Ses grands axes : la comparaison et la synergie ; ou comment les destins des héroïnes divergent et convergent, et surtout comment elles se livrent entre elles à un jeu de la vérité permanent. A l’arrivée, un portrait du Japon tout entier se dessine à travers ces quatre cas de figure, professionnels comme sentimentaux. L’aspect professionnel s’élabore surtout à travers le personnage d’Akari, infirmière célibataire un peu revêche, mais aussi assez déjantée. A l’autre bout du spectre, la desperate housewife nipponne dans toute sa splendeur, Sakurako, coincée entre belle-mère acariâtre et mari bourru. Entre ces deux pôles, tout un glacis de situations, qui se catalysera sur le cas de Jun, dont le divorce impossible chamboule et dynamise le récit dans la dernière partie.

■ LISTE FOURNIE
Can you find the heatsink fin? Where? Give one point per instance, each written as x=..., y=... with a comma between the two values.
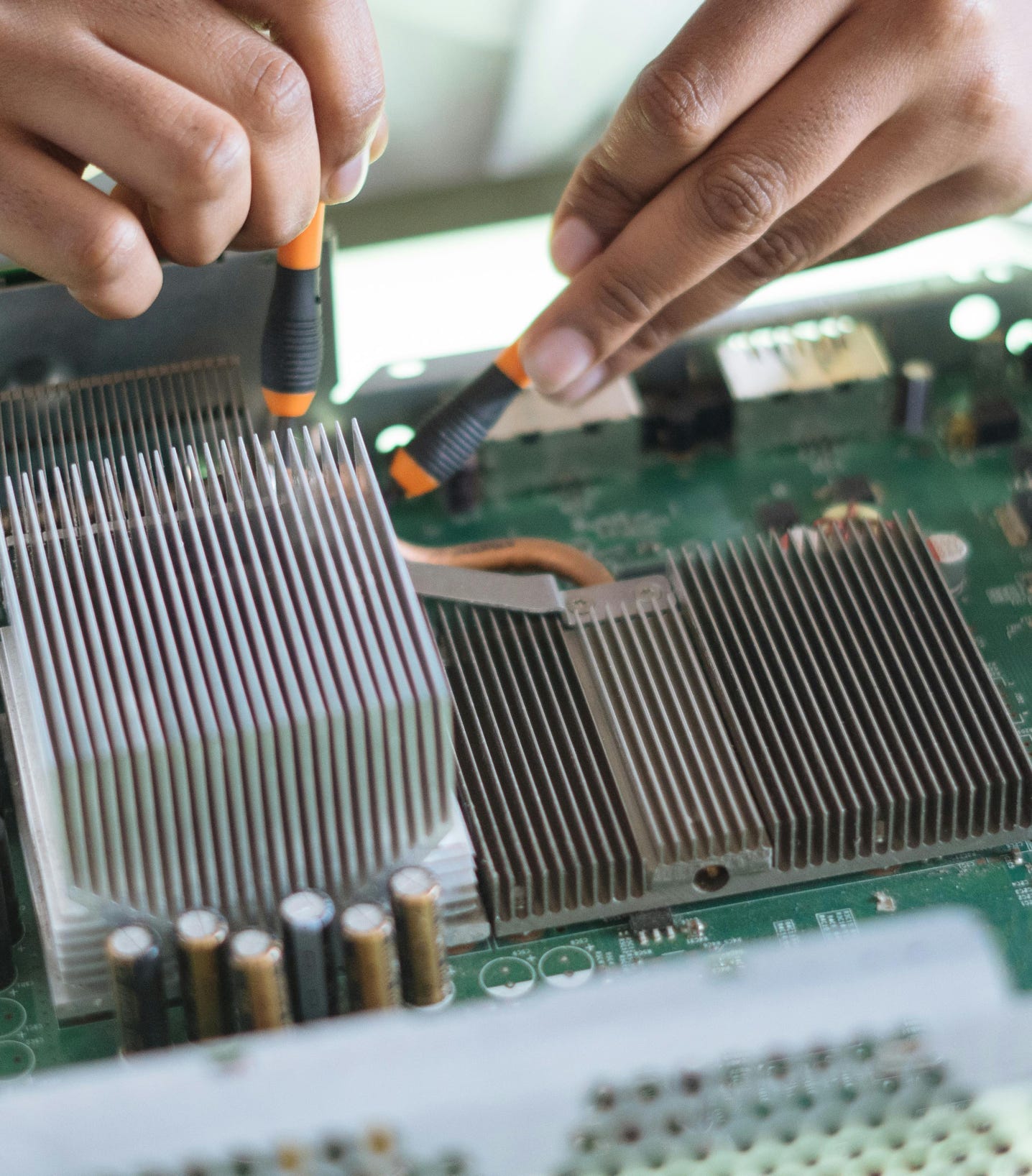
x=764, y=714
x=229, y=682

■ TRAVAIL DEMANDÉ
Reproduisez intégralement la page ci-dessus, s'il vous plaît, sans y changer un mot.

■ RÉPONSE COMPLÈTE
Ses grands axes : la comparaison et la synergie ; ou comment les destins des héroïnes divergent et convergent, et surtout comment elles se livrent entre elles à un jeu de la vérité permanent. A l’arrivée, un portrait du Japon tout entier se dessine à travers ces quatre cas de figure, professionnels comme sentimentaux. L’aspect professionnel s’élabore surtout à travers le personnage d’Akari, infirmière célibataire un peu revêche, mais aussi assez déjantée. A l’autre bout du spectre, la desperate housewife nipponne dans toute sa splendeur, Sakurako, coincée entre belle-mère acariâtre et mari bourru. Entre ces deux pôles, tout un glacis de situations, qui se catalysera sur le cas de Jun, dont le divorce impossible chamboule et dynamise le récit dans la dernière partie.